== Task details ==
Reproduce the entries from their beginning through the line that contains "11 57 L 19 56", leaving out the pictures.

———

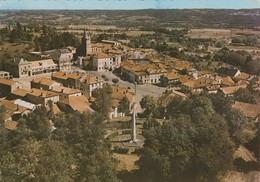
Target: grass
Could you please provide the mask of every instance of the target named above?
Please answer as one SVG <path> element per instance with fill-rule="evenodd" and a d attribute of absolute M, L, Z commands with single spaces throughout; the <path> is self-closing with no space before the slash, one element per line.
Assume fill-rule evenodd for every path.
<path fill-rule="evenodd" d="M 117 159 L 117 171 L 133 171 L 138 169 L 135 164 L 139 160 L 139 156 L 135 154 L 113 154 L 113 157 Z"/>
<path fill-rule="evenodd" d="M 11 57 L 19 56 L 23 54 L 24 50 L 29 47 L 28 43 L 8 43 L 4 42 L 0 45 L 0 57 L 3 57 L 4 54 L 9 54 Z"/>

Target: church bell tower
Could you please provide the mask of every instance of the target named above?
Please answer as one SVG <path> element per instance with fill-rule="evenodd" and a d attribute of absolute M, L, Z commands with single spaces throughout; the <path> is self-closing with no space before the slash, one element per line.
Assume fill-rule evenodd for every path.
<path fill-rule="evenodd" d="M 87 34 L 86 29 L 84 30 L 84 35 L 82 37 L 82 46 L 83 46 L 83 56 L 91 54 L 91 38 Z"/>

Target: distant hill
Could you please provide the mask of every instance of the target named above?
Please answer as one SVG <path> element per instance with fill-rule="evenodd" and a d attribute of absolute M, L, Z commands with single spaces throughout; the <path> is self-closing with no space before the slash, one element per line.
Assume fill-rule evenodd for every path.
<path fill-rule="evenodd" d="M 120 27 L 259 28 L 260 9 L 17 10 L 0 11 L 2 23 L 44 21 Z M 12 19 L 11 19 L 12 17 Z M 153 21 L 149 21 L 149 20 Z M 72 21 L 67 21 L 68 19 Z M 64 21 L 63 21 L 64 20 Z M 99 21 L 97 21 L 99 20 Z M 147 21 L 146 21 L 147 20 Z"/>

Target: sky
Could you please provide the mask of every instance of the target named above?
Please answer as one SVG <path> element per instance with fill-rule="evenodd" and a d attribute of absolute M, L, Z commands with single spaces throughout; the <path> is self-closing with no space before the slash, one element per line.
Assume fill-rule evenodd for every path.
<path fill-rule="evenodd" d="M 252 9 L 260 0 L 0 0 L 12 9 Z"/>

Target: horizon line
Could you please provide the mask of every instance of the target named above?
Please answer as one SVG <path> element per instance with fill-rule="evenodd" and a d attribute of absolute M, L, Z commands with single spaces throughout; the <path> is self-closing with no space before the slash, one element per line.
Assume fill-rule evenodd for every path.
<path fill-rule="evenodd" d="M 134 8 L 134 9 L 1 9 L 0 11 L 69 11 L 69 10 L 78 10 L 78 11 L 134 11 L 134 10 L 260 10 L 260 8 Z"/>

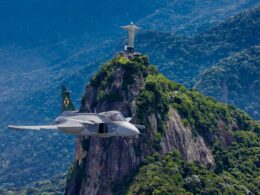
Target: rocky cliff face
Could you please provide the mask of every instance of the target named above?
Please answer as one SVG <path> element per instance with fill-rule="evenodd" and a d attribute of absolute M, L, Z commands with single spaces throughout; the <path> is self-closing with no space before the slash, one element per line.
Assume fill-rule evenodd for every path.
<path fill-rule="evenodd" d="M 134 138 L 78 138 L 66 194 L 120 193 L 118 185 L 131 179 L 146 157 L 174 148 L 186 161 L 214 164 L 209 136 L 197 131 L 177 106 L 182 93 L 188 90 L 159 74 L 145 56 L 131 60 L 118 56 L 103 65 L 86 87 L 81 111 L 119 110 L 146 128 Z M 223 122 L 224 129 L 227 123 Z M 218 133 L 210 135 L 212 141 Z"/>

———

== Output of the task ==
Target: grass
Could you please provide the mask of every instance of the target named above?
Please answer as one SVG <path> element per instance with fill-rule="evenodd" and a d attribute of absolute M, L, Z commands with single spaces throughout; the <path> is self-closing with no space before the slash, one element per line.
Assume fill-rule evenodd for every path.
<path fill-rule="evenodd" d="M 117 159 L 117 171 L 133 171 L 138 169 L 135 164 L 139 160 L 139 156 L 135 154 L 113 154 L 113 157 Z"/>
<path fill-rule="evenodd" d="M 11 57 L 19 56 L 23 54 L 24 50 L 29 47 L 28 43 L 8 43 L 4 42 L 0 45 L 0 57 L 3 57 L 4 54 L 9 54 Z"/>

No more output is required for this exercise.